Exercise requirements |
Which lines in the listing below contain the word "dark"? List each of them in full.

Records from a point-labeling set
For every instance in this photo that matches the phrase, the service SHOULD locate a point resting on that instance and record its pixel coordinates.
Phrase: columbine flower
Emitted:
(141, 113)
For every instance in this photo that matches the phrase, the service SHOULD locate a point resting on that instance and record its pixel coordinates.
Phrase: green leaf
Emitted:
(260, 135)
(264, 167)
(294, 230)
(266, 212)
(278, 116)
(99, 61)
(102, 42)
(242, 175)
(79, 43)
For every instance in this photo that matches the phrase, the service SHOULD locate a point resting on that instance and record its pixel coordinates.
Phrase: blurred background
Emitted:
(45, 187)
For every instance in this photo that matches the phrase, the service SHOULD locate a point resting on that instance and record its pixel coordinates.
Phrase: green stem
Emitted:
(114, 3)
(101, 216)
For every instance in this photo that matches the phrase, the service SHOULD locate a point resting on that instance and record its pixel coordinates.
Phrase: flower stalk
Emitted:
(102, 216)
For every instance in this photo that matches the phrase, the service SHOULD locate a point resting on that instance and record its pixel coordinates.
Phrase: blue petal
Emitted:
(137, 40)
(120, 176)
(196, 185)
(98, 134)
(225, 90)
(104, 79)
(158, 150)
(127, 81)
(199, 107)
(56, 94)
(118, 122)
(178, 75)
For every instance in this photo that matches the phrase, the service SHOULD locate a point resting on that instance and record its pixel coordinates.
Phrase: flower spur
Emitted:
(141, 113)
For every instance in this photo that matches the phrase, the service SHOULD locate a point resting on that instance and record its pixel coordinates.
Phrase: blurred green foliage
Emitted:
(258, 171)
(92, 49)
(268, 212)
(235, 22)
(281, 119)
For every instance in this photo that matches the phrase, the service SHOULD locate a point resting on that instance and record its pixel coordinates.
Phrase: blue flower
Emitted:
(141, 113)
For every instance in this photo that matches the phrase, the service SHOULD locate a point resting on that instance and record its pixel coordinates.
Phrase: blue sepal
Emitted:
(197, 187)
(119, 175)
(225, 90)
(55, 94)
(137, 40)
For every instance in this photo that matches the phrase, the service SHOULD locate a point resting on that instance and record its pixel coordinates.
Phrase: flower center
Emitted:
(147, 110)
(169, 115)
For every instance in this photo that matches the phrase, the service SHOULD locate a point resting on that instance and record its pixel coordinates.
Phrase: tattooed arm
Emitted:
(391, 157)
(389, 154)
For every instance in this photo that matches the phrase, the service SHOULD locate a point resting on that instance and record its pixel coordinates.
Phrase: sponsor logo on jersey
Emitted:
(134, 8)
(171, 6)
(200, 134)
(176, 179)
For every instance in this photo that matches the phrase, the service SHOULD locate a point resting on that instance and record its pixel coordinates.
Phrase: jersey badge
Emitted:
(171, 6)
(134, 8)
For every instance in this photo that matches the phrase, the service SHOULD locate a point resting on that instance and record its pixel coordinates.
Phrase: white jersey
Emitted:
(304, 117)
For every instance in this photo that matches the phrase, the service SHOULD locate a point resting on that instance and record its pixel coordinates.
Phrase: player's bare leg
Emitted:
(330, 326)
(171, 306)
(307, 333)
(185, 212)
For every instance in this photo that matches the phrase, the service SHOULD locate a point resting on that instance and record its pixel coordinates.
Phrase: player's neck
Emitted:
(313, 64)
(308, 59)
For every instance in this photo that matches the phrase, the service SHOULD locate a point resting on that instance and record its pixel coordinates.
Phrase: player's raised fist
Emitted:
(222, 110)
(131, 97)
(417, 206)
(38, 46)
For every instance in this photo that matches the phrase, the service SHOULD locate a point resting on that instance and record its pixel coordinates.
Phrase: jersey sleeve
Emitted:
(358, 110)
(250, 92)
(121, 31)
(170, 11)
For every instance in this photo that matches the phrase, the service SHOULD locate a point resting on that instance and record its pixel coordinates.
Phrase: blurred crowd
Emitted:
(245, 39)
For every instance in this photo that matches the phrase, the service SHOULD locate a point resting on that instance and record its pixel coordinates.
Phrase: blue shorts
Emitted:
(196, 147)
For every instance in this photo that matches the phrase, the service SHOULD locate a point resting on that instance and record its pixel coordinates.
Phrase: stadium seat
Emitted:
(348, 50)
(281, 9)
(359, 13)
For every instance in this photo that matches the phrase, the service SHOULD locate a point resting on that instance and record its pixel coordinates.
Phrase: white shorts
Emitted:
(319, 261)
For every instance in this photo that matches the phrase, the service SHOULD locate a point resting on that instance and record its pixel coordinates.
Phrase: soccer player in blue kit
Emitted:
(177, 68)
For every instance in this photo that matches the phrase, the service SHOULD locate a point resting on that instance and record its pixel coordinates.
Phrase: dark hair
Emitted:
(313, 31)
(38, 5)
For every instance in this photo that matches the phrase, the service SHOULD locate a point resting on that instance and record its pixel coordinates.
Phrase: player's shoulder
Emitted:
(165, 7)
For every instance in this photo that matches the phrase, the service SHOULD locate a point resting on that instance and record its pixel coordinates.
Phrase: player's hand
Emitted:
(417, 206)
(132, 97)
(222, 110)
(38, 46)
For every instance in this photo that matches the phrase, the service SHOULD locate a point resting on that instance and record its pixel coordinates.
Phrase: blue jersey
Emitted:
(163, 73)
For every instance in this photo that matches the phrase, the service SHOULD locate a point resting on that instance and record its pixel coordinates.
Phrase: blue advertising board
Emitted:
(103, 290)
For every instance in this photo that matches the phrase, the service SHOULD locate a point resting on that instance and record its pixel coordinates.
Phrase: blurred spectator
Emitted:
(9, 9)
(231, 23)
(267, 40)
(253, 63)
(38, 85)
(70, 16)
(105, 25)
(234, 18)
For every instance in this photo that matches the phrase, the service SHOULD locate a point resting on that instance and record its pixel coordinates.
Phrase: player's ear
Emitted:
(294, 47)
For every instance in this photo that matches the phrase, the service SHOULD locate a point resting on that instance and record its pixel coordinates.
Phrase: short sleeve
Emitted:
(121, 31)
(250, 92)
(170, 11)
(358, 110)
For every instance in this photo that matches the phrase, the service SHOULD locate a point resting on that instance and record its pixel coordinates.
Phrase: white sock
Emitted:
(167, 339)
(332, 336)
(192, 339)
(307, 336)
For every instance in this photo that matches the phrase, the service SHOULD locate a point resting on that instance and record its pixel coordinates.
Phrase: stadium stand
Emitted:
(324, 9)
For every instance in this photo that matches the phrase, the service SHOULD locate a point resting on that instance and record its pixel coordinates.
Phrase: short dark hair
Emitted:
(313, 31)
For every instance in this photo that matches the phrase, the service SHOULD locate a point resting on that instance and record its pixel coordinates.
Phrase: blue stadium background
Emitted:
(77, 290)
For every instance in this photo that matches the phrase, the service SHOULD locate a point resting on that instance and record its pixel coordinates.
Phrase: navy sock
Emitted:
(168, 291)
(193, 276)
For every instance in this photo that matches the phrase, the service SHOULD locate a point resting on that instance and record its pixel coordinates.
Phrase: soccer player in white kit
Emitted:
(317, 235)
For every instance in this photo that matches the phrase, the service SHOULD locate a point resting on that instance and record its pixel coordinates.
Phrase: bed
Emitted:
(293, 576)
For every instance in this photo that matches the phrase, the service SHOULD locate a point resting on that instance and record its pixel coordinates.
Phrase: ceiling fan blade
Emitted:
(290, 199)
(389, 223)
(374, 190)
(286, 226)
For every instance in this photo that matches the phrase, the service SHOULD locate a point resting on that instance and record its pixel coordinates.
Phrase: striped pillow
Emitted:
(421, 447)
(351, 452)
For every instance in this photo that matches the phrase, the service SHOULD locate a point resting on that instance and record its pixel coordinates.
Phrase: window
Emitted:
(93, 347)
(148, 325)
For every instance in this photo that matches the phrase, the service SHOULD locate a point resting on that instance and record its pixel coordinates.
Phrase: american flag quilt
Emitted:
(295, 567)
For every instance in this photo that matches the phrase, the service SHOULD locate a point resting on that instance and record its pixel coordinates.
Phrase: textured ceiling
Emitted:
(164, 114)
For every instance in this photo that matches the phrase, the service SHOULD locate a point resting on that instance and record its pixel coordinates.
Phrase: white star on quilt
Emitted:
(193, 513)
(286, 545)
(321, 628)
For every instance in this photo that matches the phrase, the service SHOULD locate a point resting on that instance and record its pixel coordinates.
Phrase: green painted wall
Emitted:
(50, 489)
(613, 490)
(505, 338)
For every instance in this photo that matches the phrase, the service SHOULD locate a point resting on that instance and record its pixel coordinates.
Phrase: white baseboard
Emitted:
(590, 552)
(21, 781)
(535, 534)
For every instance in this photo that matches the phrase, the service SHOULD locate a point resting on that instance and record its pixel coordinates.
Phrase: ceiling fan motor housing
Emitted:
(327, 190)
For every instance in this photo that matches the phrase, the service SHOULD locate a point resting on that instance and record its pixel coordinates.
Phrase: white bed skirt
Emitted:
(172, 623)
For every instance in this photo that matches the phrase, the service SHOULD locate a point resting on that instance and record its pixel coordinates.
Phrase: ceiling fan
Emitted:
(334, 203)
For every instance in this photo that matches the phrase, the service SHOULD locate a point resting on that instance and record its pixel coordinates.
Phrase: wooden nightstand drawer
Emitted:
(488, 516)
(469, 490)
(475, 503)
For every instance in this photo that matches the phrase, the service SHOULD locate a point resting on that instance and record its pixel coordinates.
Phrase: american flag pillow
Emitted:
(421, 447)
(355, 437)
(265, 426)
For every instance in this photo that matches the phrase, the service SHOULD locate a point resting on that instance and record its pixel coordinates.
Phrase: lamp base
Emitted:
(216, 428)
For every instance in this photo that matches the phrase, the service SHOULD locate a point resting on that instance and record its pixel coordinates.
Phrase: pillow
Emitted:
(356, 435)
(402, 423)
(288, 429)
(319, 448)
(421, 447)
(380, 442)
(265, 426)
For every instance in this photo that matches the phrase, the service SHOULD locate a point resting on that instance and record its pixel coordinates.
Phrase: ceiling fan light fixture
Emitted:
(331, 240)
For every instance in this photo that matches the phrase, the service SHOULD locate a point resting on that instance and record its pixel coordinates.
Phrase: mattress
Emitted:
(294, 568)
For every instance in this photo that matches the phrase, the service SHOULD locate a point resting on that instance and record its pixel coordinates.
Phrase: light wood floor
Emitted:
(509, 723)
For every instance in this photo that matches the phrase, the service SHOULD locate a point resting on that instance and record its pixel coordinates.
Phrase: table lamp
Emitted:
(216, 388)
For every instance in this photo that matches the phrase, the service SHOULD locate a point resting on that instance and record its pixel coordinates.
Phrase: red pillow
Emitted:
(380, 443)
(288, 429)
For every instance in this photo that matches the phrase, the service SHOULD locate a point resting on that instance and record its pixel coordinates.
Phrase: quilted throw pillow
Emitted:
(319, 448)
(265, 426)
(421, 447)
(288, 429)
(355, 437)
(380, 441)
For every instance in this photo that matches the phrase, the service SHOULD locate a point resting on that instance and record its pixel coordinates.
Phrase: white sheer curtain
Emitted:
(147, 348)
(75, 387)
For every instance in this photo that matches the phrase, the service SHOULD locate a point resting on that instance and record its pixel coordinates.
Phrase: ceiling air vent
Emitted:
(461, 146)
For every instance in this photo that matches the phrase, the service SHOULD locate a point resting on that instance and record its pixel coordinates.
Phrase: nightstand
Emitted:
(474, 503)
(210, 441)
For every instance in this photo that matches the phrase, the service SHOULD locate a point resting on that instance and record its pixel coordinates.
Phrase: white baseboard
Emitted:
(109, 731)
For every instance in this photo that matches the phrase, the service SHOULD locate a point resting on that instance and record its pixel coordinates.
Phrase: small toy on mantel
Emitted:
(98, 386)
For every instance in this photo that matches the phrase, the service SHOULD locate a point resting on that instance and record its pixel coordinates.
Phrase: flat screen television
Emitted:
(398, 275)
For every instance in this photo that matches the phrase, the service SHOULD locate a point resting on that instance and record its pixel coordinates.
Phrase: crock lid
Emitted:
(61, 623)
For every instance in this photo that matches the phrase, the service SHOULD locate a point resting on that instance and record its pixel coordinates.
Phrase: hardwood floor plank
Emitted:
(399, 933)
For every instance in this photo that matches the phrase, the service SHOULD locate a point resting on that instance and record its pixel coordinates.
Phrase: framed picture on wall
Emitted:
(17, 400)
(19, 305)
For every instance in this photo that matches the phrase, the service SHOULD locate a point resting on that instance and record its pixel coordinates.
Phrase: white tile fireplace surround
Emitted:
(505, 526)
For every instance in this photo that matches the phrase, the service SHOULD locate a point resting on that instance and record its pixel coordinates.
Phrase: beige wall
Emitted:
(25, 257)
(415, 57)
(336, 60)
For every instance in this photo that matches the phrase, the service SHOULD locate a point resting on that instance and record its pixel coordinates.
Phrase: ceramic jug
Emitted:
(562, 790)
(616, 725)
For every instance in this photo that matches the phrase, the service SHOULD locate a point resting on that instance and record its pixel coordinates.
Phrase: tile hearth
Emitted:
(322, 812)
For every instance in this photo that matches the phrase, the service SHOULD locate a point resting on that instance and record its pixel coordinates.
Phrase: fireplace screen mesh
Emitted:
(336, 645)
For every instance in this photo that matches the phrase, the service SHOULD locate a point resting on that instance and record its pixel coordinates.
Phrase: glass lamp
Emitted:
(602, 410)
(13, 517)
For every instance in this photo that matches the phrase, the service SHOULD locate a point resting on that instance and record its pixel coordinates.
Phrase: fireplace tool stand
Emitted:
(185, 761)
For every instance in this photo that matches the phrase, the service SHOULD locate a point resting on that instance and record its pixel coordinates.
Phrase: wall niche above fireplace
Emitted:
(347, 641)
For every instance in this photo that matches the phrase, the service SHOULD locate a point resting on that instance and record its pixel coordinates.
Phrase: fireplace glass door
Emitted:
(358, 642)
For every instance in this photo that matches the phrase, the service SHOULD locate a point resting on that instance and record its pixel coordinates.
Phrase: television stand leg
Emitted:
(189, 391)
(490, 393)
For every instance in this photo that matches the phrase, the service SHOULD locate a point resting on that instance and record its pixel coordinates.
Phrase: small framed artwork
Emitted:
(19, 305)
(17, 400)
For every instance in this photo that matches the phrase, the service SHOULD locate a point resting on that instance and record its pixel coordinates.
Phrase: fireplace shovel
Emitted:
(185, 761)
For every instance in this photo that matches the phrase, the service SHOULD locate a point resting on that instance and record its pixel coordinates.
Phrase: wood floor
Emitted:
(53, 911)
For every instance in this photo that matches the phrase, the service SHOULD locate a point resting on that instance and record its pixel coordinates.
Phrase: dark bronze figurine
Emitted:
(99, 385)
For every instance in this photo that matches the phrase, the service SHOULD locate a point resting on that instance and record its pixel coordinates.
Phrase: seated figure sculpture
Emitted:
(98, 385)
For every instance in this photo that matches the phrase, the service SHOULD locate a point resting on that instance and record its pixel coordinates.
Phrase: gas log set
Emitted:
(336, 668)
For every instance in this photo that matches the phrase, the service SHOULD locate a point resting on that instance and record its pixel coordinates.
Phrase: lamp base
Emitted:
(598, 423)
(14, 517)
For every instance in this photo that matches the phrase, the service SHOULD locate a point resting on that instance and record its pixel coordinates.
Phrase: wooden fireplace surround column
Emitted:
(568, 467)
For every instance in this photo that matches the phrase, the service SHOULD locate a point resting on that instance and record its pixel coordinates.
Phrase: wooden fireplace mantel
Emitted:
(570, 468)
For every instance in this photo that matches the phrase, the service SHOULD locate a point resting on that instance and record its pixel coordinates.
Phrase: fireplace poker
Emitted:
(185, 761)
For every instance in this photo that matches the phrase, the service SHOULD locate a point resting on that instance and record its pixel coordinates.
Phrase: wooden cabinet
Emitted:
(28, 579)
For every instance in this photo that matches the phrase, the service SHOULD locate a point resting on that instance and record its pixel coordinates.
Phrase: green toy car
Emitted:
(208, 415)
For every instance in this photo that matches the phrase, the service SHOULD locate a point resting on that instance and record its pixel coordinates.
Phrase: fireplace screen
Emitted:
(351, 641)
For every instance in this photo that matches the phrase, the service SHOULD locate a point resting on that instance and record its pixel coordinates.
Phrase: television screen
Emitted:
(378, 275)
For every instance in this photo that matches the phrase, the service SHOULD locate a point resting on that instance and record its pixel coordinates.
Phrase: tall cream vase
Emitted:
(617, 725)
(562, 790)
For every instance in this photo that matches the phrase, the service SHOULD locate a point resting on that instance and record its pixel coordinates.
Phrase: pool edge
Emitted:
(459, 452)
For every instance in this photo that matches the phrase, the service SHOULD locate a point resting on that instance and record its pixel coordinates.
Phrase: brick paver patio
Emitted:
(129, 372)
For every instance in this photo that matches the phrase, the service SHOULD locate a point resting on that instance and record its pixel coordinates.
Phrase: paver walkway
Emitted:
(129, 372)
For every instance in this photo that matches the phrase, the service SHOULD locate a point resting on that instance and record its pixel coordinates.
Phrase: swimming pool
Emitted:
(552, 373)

Solution for this problem |
Phrase: dark hair
Phrase: short dark hair
Phrase: dark bronze figurine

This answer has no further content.